A tarde foi longa, e de muitos
gastos, nas lojinhas da Baixa Coimbrã procurando os preços mais baixos. A
Mónica repete várias vezes “por favor, não vamos aos «chineses»”. Tentaram
manter os princípios e comprar o máximo nas lojas portuguesas, mas o bolso do
estudante não estica e os preços dos bazares chineses são muito competitivos. A
loja dos tecidos e a retrosaria, já estavam prontas para a Latada, um bom lucro
nesta época do ano. Mal os estudantes entram nos “Tecidos de Coimbra” um senhor
pergunta: “é para a latada? Ali ao fundo!”. À volta de uma banca uma dúzia de
estudantes compra tecidos coloridos do mais barato. Mas assim que se chega a
casa e se põe as contas na mesa, já lá vão 12 euros por pessoa só em tecidos,
tintas, linhas, roupa, cartolina e adereços. Contas feitas, mãos à obra!
E já lá vão 7 horas de trabalho. A
Mónica levanta-se e vai buscar um pacote de bolachas à cozinha. O sentimento é
geral e é a Mónica quem o exterioriza: “depois deste trabalho todo só espero
que os caloiros gostem dos fatos!”. O cansaço começa a dominar os estudantes,
muitas horas de costas vergadas olhando para agulhas e linhas após uma manhã de
aulas e uma tarde de compras. São 3 da manhã e ainda se avistam várias horas de
trabalho pela frente. É tradição os padrinhos de praxe escolherem os fatos que
os seus afilhados irão vestir e construi-los. Os caloiros só saberão qual o seu
disfarce na manhã seguinte quando se olharem ao espelho depois de
caracterizados.
* * *
**OBJETIVO DA TAREFA**
Devolve o texto sobre a preparação dos fatos para a Latada completo, sem mudar uma única palavra ou sinal. Os itens não têm aqui qualquer papel.
* * *
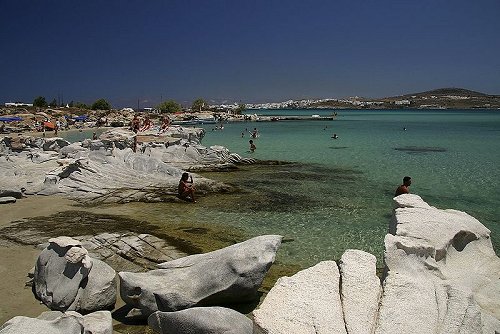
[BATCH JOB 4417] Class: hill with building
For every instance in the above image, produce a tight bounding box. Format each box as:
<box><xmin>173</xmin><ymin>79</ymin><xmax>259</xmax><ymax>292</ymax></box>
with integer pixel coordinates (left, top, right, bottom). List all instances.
<box><xmin>247</xmin><ymin>88</ymin><xmax>500</xmax><ymax>109</ymax></box>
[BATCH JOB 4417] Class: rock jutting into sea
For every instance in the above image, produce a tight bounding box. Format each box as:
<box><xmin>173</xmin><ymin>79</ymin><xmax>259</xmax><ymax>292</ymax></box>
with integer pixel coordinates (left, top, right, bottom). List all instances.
<box><xmin>253</xmin><ymin>194</ymin><xmax>500</xmax><ymax>334</ymax></box>
<box><xmin>0</xmin><ymin>126</ymin><xmax>254</xmax><ymax>203</ymax></box>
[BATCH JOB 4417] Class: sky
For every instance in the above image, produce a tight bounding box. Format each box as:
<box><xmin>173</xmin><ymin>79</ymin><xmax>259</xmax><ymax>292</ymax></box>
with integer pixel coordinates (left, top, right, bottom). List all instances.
<box><xmin>0</xmin><ymin>0</ymin><xmax>500</xmax><ymax>107</ymax></box>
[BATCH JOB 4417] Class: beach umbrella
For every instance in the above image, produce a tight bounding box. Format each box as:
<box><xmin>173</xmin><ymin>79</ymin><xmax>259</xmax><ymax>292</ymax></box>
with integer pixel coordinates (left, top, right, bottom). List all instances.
<box><xmin>0</xmin><ymin>116</ymin><xmax>23</xmax><ymax>122</ymax></box>
<box><xmin>43</xmin><ymin>122</ymin><xmax>56</xmax><ymax>130</ymax></box>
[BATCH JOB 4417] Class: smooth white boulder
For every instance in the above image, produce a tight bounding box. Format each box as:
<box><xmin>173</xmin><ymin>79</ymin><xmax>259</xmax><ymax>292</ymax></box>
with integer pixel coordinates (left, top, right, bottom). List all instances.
<box><xmin>118</xmin><ymin>235</ymin><xmax>282</xmax><ymax>316</ymax></box>
<box><xmin>339</xmin><ymin>249</ymin><xmax>382</xmax><ymax>334</ymax></box>
<box><xmin>148</xmin><ymin>307</ymin><xmax>253</xmax><ymax>334</ymax></box>
<box><xmin>253</xmin><ymin>261</ymin><xmax>346</xmax><ymax>334</ymax></box>
<box><xmin>375</xmin><ymin>194</ymin><xmax>500</xmax><ymax>334</ymax></box>
<box><xmin>0</xmin><ymin>311</ymin><xmax>113</xmax><ymax>334</ymax></box>
<box><xmin>0</xmin><ymin>316</ymin><xmax>84</xmax><ymax>334</ymax></box>
<box><xmin>33</xmin><ymin>237</ymin><xmax>117</xmax><ymax>312</ymax></box>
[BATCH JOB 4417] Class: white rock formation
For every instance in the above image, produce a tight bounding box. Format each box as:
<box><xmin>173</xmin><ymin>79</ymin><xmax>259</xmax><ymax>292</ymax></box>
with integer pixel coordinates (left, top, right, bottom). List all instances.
<box><xmin>0</xmin><ymin>311</ymin><xmax>113</xmax><ymax>334</ymax></box>
<box><xmin>0</xmin><ymin>127</ymin><xmax>242</xmax><ymax>202</ymax></box>
<box><xmin>376</xmin><ymin>194</ymin><xmax>500</xmax><ymax>333</ymax></box>
<box><xmin>33</xmin><ymin>237</ymin><xmax>117</xmax><ymax>312</ymax></box>
<box><xmin>118</xmin><ymin>235</ymin><xmax>282</xmax><ymax>316</ymax></box>
<box><xmin>148</xmin><ymin>307</ymin><xmax>253</xmax><ymax>334</ymax></box>
<box><xmin>253</xmin><ymin>261</ymin><xmax>346</xmax><ymax>334</ymax></box>
<box><xmin>253</xmin><ymin>194</ymin><xmax>500</xmax><ymax>334</ymax></box>
<box><xmin>339</xmin><ymin>249</ymin><xmax>382</xmax><ymax>334</ymax></box>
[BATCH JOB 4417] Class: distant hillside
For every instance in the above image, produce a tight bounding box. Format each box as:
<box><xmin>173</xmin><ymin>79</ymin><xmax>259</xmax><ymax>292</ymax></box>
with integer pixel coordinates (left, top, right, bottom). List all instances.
<box><xmin>402</xmin><ymin>88</ymin><xmax>489</xmax><ymax>97</ymax></box>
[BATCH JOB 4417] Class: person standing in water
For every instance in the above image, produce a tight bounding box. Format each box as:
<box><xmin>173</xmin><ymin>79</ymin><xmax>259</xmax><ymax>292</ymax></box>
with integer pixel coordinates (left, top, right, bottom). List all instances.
<box><xmin>177</xmin><ymin>173</ymin><xmax>196</xmax><ymax>203</ymax></box>
<box><xmin>248</xmin><ymin>139</ymin><xmax>257</xmax><ymax>153</ymax></box>
<box><xmin>394</xmin><ymin>176</ymin><xmax>411</xmax><ymax>197</ymax></box>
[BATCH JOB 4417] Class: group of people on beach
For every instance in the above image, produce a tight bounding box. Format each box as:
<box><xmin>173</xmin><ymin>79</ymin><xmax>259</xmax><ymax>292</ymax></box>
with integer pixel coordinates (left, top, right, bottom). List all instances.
<box><xmin>130</xmin><ymin>115</ymin><xmax>171</xmax><ymax>133</ymax></box>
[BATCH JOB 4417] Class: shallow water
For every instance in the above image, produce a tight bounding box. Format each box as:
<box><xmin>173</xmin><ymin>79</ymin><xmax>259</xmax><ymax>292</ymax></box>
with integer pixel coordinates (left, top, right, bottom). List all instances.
<box><xmin>196</xmin><ymin>110</ymin><xmax>500</xmax><ymax>265</ymax></box>
<box><xmin>61</xmin><ymin>110</ymin><xmax>500</xmax><ymax>267</ymax></box>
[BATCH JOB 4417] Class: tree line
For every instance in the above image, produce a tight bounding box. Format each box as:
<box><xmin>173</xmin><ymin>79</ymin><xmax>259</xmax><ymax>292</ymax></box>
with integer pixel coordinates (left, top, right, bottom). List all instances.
<box><xmin>33</xmin><ymin>96</ymin><xmax>245</xmax><ymax>113</ymax></box>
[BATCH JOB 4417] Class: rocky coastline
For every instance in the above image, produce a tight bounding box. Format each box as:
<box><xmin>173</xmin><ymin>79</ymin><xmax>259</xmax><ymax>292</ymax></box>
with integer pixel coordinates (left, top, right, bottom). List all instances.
<box><xmin>0</xmin><ymin>126</ymin><xmax>500</xmax><ymax>334</ymax></box>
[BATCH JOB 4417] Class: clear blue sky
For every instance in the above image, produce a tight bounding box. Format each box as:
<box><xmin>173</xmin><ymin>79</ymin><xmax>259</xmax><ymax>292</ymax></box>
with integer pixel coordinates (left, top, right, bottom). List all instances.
<box><xmin>0</xmin><ymin>0</ymin><xmax>500</xmax><ymax>107</ymax></box>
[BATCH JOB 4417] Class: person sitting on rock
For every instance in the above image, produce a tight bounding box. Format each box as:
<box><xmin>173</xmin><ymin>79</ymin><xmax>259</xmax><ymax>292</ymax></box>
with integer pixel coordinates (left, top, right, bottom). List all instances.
<box><xmin>131</xmin><ymin>115</ymin><xmax>141</xmax><ymax>133</ymax></box>
<box><xmin>178</xmin><ymin>173</ymin><xmax>196</xmax><ymax>203</ymax></box>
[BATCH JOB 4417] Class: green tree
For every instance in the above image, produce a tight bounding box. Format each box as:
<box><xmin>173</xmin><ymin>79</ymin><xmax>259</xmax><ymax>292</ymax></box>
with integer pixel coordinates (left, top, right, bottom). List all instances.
<box><xmin>191</xmin><ymin>98</ymin><xmax>208</xmax><ymax>112</ymax></box>
<box><xmin>157</xmin><ymin>100</ymin><xmax>182</xmax><ymax>113</ymax></box>
<box><xmin>90</xmin><ymin>99</ymin><xmax>111</xmax><ymax>110</ymax></box>
<box><xmin>33</xmin><ymin>96</ymin><xmax>47</xmax><ymax>108</ymax></box>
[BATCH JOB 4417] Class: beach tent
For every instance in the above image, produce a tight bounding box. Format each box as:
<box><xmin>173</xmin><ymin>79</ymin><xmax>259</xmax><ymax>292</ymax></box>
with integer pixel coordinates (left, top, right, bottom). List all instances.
<box><xmin>0</xmin><ymin>116</ymin><xmax>23</xmax><ymax>122</ymax></box>
<box><xmin>73</xmin><ymin>115</ymin><xmax>89</xmax><ymax>122</ymax></box>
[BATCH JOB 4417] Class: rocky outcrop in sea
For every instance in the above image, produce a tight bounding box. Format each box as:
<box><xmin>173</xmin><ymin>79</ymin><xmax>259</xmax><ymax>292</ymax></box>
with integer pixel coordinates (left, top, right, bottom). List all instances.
<box><xmin>0</xmin><ymin>126</ymin><xmax>253</xmax><ymax>203</ymax></box>
<box><xmin>253</xmin><ymin>194</ymin><xmax>500</xmax><ymax>334</ymax></box>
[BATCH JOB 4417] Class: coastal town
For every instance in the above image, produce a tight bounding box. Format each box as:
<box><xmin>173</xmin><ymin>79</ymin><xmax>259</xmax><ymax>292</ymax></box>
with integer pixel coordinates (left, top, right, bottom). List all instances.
<box><xmin>0</xmin><ymin>87</ymin><xmax>500</xmax><ymax>334</ymax></box>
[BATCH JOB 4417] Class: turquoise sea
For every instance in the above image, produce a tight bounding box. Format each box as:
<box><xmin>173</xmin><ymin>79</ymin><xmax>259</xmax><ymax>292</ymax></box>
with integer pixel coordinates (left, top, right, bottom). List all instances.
<box><xmin>196</xmin><ymin>110</ymin><xmax>500</xmax><ymax>265</ymax></box>
<box><xmin>63</xmin><ymin>110</ymin><xmax>500</xmax><ymax>267</ymax></box>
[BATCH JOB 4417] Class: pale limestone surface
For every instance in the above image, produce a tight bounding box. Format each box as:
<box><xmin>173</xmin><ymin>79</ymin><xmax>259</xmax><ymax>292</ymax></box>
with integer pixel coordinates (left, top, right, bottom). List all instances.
<box><xmin>118</xmin><ymin>235</ymin><xmax>282</xmax><ymax>316</ymax></box>
<box><xmin>0</xmin><ymin>127</ymin><xmax>242</xmax><ymax>203</ymax></box>
<box><xmin>0</xmin><ymin>311</ymin><xmax>113</xmax><ymax>334</ymax></box>
<box><xmin>148</xmin><ymin>306</ymin><xmax>253</xmax><ymax>334</ymax></box>
<box><xmin>253</xmin><ymin>261</ymin><xmax>346</xmax><ymax>334</ymax></box>
<box><xmin>376</xmin><ymin>195</ymin><xmax>500</xmax><ymax>333</ymax></box>
<box><xmin>33</xmin><ymin>237</ymin><xmax>117</xmax><ymax>312</ymax></box>
<box><xmin>339</xmin><ymin>249</ymin><xmax>382</xmax><ymax>334</ymax></box>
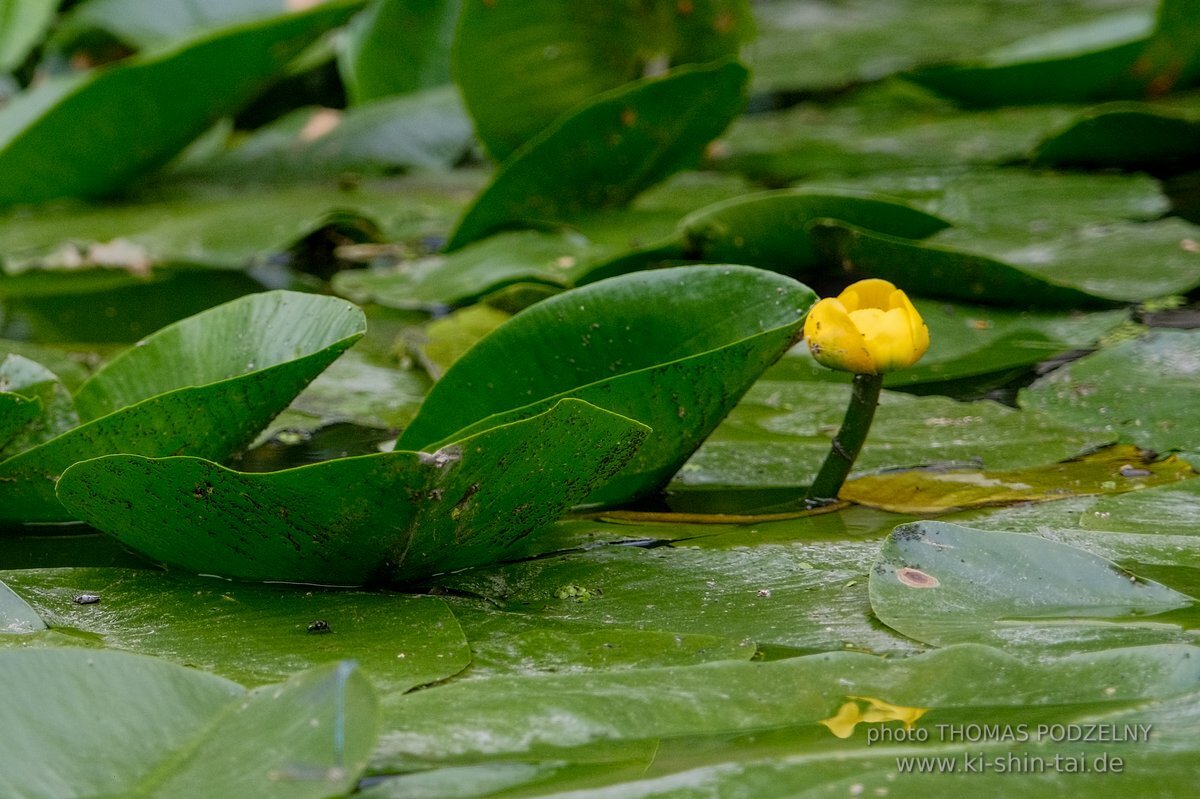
* * *
**RESULTADO ESPERADO**
A tarde foi longa, e de muitos
gastos, nas lojinhas da Baixa Coimbrã procurando os preços mais baixos. A
Mónica repete várias vezes “por favor, não vamos aos «chineses»”. Tentaram
manter os princípios e comprar o máximo nas lojas portuguesas, mas o bolso do
estudante não estica e os preços dos bazares chineses são muito competitivos. A
loja dos tecidos e a retrosaria, já estavam prontas para a Latada, um bom lucro
nesta época do ano. Mal os estudantes entram nos “Tecidos de Coimbra” um senhor
pergunta: “é para a latada? Ali ao fundo!”. À volta de uma banca uma dúzia de
estudantes compra tecidos coloridos do mais barato. Mas assim que se chega a
casa e se põe as contas na mesa, já lá vão 12 euros por pessoa só em tecidos,
tintas, linhas, roupa, cartolina e adereços. Contas feitas, mãos à obra!
E já lá vão 7 horas de trabalho. A
Mónica levanta-se e vai buscar um pacote de bolachas à cozinha. O sentimento é
geral e é a Mónica quem o exterioriza: “depois deste trabalho todo só espero
que os caloiros gostem dos fatos!”. O cansaço começa a dominar os estudantes,
muitas horas de costas vergadas olhando para agulhas e linhas após uma manhã de
aulas e uma tarde de compras. São 3 da manhã e ainda se avistam várias horas de
trabalho pela frente. É tradição os padrinhos de praxe escolherem os fatos que
os seus afilhados irão vestir e construi-los. Os caloiros só saberão qual o seu
disfarce na manhã seguinte quando se olharem ao espelho depois de
caracterizados.